◆ BRIEF
Reproduce the material below, replacing each "fields split by a space" with "fields separated by a single space" and leaving everything else unchanged.

◆ Saved data entries
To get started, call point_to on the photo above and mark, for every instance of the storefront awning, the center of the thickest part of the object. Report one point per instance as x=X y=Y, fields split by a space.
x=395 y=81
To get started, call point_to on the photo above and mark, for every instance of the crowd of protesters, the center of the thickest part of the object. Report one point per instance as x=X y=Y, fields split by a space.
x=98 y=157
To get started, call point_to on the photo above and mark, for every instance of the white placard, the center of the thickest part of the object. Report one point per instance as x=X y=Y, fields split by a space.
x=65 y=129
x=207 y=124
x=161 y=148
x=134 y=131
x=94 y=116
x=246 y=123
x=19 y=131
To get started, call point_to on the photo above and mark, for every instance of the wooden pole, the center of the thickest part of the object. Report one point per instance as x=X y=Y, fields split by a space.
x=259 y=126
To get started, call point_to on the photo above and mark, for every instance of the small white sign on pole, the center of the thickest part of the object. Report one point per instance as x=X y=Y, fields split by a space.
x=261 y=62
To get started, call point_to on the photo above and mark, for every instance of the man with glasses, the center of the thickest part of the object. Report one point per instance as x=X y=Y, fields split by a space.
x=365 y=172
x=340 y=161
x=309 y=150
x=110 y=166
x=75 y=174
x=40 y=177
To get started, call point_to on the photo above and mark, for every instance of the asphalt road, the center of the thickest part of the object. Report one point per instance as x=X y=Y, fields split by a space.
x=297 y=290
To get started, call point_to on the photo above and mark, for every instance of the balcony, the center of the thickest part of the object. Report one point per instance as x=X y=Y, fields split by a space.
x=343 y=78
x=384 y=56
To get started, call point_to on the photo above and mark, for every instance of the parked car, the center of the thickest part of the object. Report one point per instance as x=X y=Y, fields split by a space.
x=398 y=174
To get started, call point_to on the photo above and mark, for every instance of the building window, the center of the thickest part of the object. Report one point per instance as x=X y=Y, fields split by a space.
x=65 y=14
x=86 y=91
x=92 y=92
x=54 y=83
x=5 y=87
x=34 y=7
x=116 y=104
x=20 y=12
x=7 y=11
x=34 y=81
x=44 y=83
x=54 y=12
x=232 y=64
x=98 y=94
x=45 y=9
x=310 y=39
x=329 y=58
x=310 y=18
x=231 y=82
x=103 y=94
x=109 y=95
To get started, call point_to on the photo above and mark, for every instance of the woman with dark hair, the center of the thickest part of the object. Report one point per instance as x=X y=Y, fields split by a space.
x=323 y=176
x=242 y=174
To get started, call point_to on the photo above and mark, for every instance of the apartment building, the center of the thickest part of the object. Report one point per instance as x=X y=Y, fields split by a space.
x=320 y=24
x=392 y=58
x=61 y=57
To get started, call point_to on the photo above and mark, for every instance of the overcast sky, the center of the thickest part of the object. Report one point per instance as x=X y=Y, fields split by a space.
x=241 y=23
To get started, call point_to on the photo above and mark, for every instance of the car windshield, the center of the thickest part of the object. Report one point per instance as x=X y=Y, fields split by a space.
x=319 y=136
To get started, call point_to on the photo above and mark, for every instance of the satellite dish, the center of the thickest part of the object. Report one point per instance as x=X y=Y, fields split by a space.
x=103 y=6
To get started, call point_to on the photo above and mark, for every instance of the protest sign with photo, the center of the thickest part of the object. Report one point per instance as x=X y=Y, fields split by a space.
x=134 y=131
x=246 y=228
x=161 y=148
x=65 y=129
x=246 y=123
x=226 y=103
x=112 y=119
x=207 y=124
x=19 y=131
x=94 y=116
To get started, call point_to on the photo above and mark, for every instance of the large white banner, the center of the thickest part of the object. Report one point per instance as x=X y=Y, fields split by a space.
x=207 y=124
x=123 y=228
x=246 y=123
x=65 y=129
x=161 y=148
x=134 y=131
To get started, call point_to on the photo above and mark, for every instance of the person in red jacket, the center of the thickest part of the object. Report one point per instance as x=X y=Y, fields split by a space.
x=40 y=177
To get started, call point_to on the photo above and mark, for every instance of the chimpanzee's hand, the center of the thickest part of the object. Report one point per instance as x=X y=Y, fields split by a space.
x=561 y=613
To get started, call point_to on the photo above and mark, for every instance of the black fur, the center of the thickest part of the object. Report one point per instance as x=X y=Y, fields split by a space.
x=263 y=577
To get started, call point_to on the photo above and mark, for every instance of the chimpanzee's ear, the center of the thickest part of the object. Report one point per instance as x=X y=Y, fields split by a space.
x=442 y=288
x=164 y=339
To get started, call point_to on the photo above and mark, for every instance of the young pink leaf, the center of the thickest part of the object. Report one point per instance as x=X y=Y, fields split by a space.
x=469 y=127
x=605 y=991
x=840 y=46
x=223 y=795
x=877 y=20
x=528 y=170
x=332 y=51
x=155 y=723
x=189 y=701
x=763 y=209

◆ SOLUTION TO THE PROBLEM
To get started, call point_to on the photo above and mark, for every instance of the storefront awning, the center of the thickest part of the object. Report one point per instance as x=X y=Y, fields separated by a single space.
x=395 y=81
To get started, call point_to on the photo above and mark, for every instance of the crowd of protesters, the center of the thickest part of the object. Report one point per instance as x=X y=Y, fields separated by a single space.
x=98 y=157
To get started, call point_to on the photo above and mark, for every instance of the white placard, the center of the thickest part of the object. Report one point per instance as x=X y=Y, fields separated by a single space.
x=65 y=129
x=207 y=124
x=161 y=148
x=134 y=131
x=94 y=116
x=246 y=123
x=19 y=131
To get started, call point_to on the photo above and mark, for every instance of the wooden pole, the center of the thickest part of the object. Report one point per instance as x=X y=Y, fields separated by a single space.
x=259 y=126
To get started, call point_to on the photo above and mark, for every instance of the small white sign on pole, the center of the thickest part of the object. Report one point per instance as x=X y=Y, fields separated by a single space.
x=261 y=62
To get started, call point_to on the photo above and mark, for every instance of the man with glasses, the center of the thickest part of the object. Report one point per instance as x=X y=Y, fields separated by a single space.
x=365 y=172
x=340 y=161
x=309 y=150
x=110 y=166
x=75 y=174
x=40 y=177
To get started, call point_to on the photo above and mark, for every instance of the asphalt road, the center of the thickest part of the object. Report one point per instance as x=X y=Y, fields separated by a single space.
x=297 y=290
To get started, call point_to on the photo above and mark, for every instance of the balcony, the center of the thickest part of the object. Report one point per instance as x=X y=Y, fields separated by a single space.
x=343 y=78
x=384 y=56
To get started, call point_to on the photo above and mark, for every instance of the parked car, the center of the thickest part of the object. Report one point per instance as x=X y=Y, fields separated by a single space.
x=398 y=174
To get started, call point_to on the photo above and mark, for every instance of the building window, the center of the thickest part of the object. Report one point per instance as x=X y=Y, fields separated by a single space.
x=65 y=14
x=86 y=91
x=92 y=92
x=54 y=83
x=5 y=87
x=34 y=7
x=116 y=104
x=20 y=12
x=7 y=11
x=34 y=81
x=44 y=83
x=54 y=12
x=232 y=64
x=98 y=94
x=45 y=9
x=310 y=39
x=329 y=58
x=310 y=18
x=231 y=82
x=103 y=94
x=109 y=95
To get started, call point_to on the photo above and mark, for every instance of the woman with dark hair, the center of the thickest part of the object. Report one point per instance as x=X y=Y, fields separated by a single space.
x=323 y=176
x=242 y=174
To get started, call point_to on the photo above and mark, for every instance of the apartment building, the center of the thickest part of the object. Report one point per instance as x=X y=Y, fields separated by a single space.
x=320 y=24
x=392 y=58
x=61 y=57
To get started, call point_to on the photo above and mark, for every instance of the overcast sky, the center of the thickest part of the object. Report one point per instance as x=X y=Y, fields separated by a single space.
x=241 y=23
To get started, call point_to on the photo above and mark, for every instance of the car windshield, the center of the thickest part of the object. Report one point per instance as x=X y=Y, fields separated by a single space.
x=319 y=136
To get started, call point_to on the photo above and mark, for every instance of the satellite dish, the center of the thickest part of the object. Report one point per instance as x=X y=Y, fields separated by a single space.
x=103 y=6
To get started, call point_to on the photo above and mark, for every instance of the protest sign with photo, the center of the thickest part of the object. Report one point per instance as x=X y=Y, fields separated by a single space.
x=134 y=131
x=246 y=228
x=161 y=148
x=65 y=129
x=246 y=123
x=226 y=103
x=112 y=119
x=207 y=124
x=19 y=131
x=94 y=116
To get started, call point_to on the photo above and mark, for every instance of the large white banner, the center of the thickest part of the object. Report one point per instance as x=X y=Y, fields separated by a single space.
x=207 y=124
x=123 y=228
x=246 y=123
x=65 y=129
x=161 y=148
x=134 y=131
To get started, call point_to on the photo above and mark, for every instance of the person in red jacket, the center of the thickest part of the object. Report one point per instance as x=X y=Y, fields separated by a single space.
x=40 y=177
To get started, call point_to on the photo above and mark, for every instance of the chimpanzee's hand, the center of the thickest part of the object. Report one point per instance as x=X y=Y, fields separated by a single space.
x=561 y=613
To get started, call point_to on the photo above and mark, for every instance of the black fur, the center of the thickest part of the object. Report one point per instance as x=X y=Y, fields separated by a single space.
x=263 y=577
To get started, call point_to on the photo above and mark, for every instance of the chimpanzee's ear, the center of the thickest part of the object. Report one point per instance as x=X y=Y, fields separated by a single space.
x=442 y=288
x=164 y=339
To get started, call point_to on the photo above and mark, for every instance of the young pink leaf, the center of the thickest part of the object. Report one point per instance as x=X y=Y, fields separated by a single space.
x=469 y=127
x=605 y=991
x=840 y=46
x=223 y=795
x=877 y=20
x=528 y=170
x=332 y=51
x=155 y=723
x=189 y=701
x=763 y=209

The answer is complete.